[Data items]
◇ ◇ ◇ ◇ ◇ ◇ ◇

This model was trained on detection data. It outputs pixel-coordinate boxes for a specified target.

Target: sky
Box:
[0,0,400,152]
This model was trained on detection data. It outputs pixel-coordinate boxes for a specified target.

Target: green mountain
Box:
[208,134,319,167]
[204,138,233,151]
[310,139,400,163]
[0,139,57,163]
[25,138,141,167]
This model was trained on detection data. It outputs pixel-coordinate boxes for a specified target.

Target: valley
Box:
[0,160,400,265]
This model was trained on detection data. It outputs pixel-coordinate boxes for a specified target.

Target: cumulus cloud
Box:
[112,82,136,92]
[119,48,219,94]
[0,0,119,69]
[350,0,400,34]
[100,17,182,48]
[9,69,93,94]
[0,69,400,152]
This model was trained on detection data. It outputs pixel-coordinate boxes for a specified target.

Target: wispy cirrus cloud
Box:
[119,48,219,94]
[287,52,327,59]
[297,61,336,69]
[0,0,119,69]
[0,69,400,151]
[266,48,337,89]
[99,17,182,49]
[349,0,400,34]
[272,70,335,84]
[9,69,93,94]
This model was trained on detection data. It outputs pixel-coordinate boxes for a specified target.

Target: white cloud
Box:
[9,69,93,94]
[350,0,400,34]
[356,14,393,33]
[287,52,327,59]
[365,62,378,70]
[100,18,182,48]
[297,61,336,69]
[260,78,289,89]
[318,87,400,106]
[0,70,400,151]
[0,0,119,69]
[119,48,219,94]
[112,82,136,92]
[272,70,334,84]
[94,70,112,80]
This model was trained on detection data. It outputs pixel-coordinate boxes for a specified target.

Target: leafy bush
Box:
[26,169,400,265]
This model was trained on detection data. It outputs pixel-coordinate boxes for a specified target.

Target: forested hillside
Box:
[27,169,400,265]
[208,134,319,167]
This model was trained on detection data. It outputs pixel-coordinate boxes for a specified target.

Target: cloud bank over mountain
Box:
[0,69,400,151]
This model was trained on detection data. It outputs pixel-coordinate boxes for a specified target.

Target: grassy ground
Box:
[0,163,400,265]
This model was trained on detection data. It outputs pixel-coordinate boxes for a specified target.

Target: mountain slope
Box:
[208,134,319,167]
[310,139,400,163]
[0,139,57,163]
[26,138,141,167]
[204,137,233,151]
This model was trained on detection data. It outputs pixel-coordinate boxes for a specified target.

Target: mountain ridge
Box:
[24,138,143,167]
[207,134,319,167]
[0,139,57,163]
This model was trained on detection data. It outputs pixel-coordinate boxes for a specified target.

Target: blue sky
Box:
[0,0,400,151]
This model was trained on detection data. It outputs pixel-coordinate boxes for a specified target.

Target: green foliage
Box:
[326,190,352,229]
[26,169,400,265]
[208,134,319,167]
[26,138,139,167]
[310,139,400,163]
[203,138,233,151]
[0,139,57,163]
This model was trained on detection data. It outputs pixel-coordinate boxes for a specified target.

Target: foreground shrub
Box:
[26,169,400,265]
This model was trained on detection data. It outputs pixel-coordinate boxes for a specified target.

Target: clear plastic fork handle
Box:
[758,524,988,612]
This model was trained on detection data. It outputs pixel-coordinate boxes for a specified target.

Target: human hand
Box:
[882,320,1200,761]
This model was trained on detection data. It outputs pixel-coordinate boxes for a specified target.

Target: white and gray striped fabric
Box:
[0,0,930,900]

◇ ◇ ◇ ◇ ◇ ◇ ◇

▶ _TASK_
Select every line in the records above that contains the word "green" and copy those lines. Matching is case-sensitive.

▶ _EXPECTED ANSWER_
Target: green mountain
Target: green foliage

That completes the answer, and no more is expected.